--- THE DATA ---
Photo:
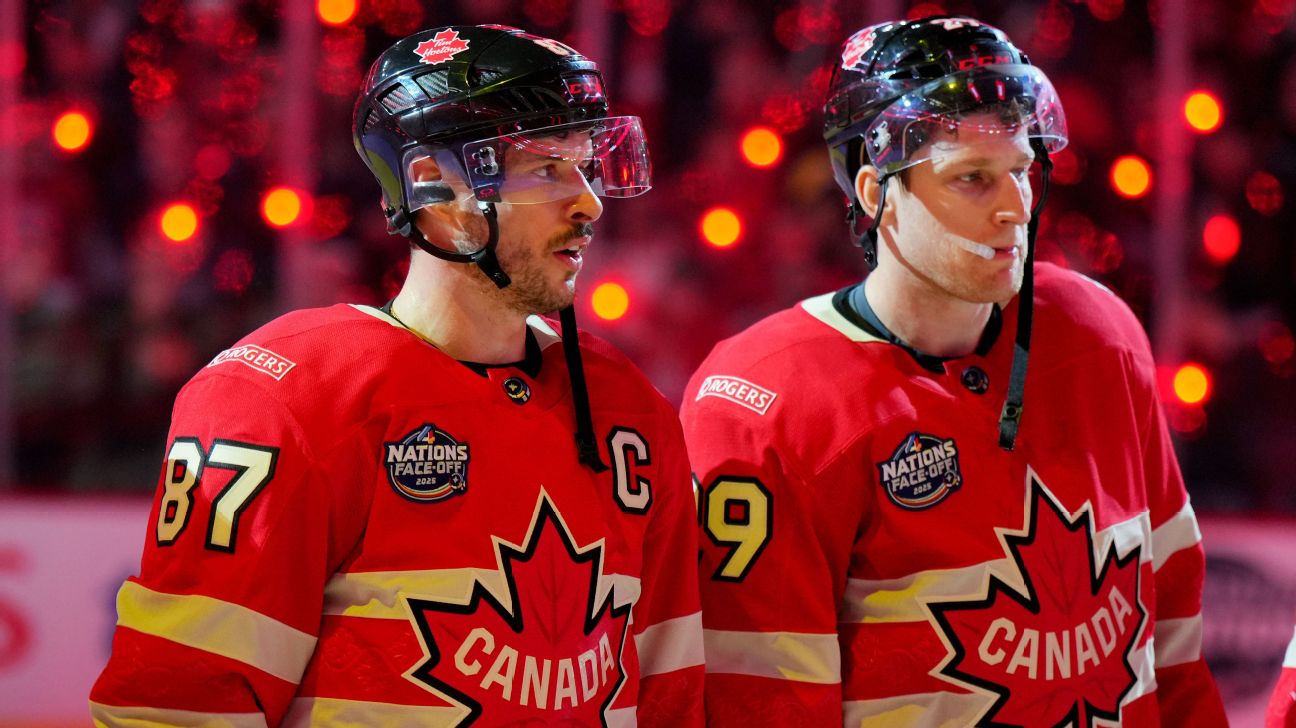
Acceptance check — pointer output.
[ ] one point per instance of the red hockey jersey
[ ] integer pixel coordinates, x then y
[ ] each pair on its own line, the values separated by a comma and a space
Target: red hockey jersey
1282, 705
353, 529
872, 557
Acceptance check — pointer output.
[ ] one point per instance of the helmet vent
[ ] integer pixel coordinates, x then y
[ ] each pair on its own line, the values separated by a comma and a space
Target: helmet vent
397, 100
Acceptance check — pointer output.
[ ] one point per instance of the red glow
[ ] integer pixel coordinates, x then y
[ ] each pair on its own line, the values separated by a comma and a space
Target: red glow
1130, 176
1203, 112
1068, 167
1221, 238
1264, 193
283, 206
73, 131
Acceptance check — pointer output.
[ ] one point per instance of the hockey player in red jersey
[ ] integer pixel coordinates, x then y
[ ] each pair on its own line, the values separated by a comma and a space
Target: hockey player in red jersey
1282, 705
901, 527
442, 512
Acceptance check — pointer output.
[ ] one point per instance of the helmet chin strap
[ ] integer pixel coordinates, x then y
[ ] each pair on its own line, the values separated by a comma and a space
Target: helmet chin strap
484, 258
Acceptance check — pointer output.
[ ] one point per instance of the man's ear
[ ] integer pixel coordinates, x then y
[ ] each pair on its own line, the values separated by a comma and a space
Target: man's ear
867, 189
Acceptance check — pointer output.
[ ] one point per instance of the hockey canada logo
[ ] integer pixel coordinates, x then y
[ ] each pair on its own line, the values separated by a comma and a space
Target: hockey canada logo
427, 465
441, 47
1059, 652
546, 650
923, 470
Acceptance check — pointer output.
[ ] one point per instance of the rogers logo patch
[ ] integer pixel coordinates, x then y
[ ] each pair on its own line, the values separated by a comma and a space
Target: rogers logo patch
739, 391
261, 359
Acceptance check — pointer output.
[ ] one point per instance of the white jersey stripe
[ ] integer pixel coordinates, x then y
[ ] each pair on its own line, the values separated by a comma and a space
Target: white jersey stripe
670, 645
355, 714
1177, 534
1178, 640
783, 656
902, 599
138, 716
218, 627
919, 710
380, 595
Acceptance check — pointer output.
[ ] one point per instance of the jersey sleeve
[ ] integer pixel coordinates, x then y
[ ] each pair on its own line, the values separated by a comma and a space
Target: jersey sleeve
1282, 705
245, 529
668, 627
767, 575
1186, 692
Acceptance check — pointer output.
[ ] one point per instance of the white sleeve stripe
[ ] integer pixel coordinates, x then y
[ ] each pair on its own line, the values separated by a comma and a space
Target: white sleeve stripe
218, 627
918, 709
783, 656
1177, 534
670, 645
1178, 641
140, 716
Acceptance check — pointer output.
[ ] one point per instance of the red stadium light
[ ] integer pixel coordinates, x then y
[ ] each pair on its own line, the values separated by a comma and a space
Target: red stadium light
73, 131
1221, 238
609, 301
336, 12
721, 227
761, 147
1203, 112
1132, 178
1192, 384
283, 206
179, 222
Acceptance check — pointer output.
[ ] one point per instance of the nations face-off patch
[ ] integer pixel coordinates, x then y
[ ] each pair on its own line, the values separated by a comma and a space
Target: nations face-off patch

--- YOUR INSTRUCTIONS ---
Task for the records above: copy every line in which the word "nations" occurs.

--- REPLY TO THE EXERCISE ---
[ ] one point per instance of the nations face-off patch
Target: nations face-off patch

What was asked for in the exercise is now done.